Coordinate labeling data

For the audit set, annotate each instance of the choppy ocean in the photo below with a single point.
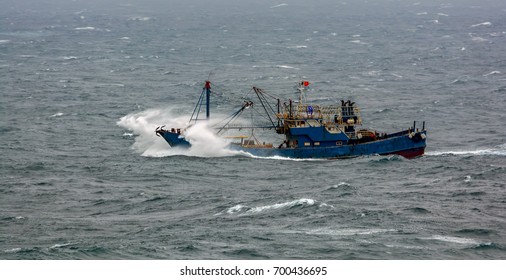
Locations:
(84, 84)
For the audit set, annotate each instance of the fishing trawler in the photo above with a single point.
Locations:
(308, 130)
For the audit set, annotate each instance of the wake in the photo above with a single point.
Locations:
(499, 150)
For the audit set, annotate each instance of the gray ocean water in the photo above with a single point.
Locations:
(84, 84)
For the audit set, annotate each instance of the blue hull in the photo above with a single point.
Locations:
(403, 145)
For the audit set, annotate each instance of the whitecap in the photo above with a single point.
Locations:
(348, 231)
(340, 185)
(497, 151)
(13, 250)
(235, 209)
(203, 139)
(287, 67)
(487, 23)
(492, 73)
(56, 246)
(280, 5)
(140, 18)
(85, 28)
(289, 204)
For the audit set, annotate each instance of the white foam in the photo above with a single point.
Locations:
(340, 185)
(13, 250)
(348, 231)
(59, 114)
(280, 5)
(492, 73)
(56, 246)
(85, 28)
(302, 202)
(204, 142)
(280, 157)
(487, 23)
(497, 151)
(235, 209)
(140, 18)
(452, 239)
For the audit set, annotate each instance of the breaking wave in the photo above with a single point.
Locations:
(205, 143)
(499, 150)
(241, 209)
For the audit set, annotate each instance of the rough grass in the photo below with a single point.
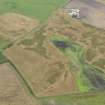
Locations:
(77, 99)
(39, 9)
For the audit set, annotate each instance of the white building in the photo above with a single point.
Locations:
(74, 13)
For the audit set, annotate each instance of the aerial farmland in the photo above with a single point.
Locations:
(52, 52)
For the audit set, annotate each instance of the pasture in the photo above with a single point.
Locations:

* **Given exercise**:
Rewrite every entry above with "audit set" replaced by "validation set", leaving everything else unchanged. Omit the pictures.

* **Finished task**:
For the validation set, annotate each instance of the choppy ocean in the photo below with a single point.
Locations:
(84, 84)
For the validation set, annotate each instance of the fishing trawler in the photo above with a single point.
Locations:
(308, 130)
For the validation set, annotate each instance of the wake in the photo above with a single point.
Locations:
(499, 150)
For the validation set, annotate each instance of the gray ocean water in the photo above with a single point.
Locations:
(84, 84)
For the validation set, annotate each instance of the blue hull in the photo above with a single point.
Locations:
(403, 145)
For the validation set, annotate each instance of the whitecap in the photo above with a single point.
Locations:
(348, 231)
(340, 185)
(497, 151)
(13, 250)
(235, 209)
(203, 139)
(287, 67)
(487, 23)
(492, 73)
(56, 246)
(280, 5)
(140, 18)
(85, 28)
(289, 204)
For the validation set, annotate each instance of the white foam in the photo above with a single point.
Locations:
(340, 185)
(13, 250)
(348, 231)
(59, 114)
(280, 5)
(492, 73)
(56, 246)
(85, 28)
(302, 202)
(204, 142)
(280, 157)
(487, 23)
(497, 151)
(235, 209)
(140, 18)
(452, 239)
For the validation set, annotate each instance of the breaking wave in the photo above with a single point.
Locations:
(205, 143)
(499, 150)
(241, 209)
For the validation set, annotate each instance of the rough grass in the photo below with a single point.
Locations:
(77, 99)
(39, 9)
For the validation set, annotate each instance of the white building in the photo above with a single point.
Locations:
(74, 13)
For the validation set, annotate each instance of the aerial farmland in the photo above with a single point.
Locations:
(52, 52)
For the validation set, annotate each instance of the pasture in the photo above with a single point.
Locations:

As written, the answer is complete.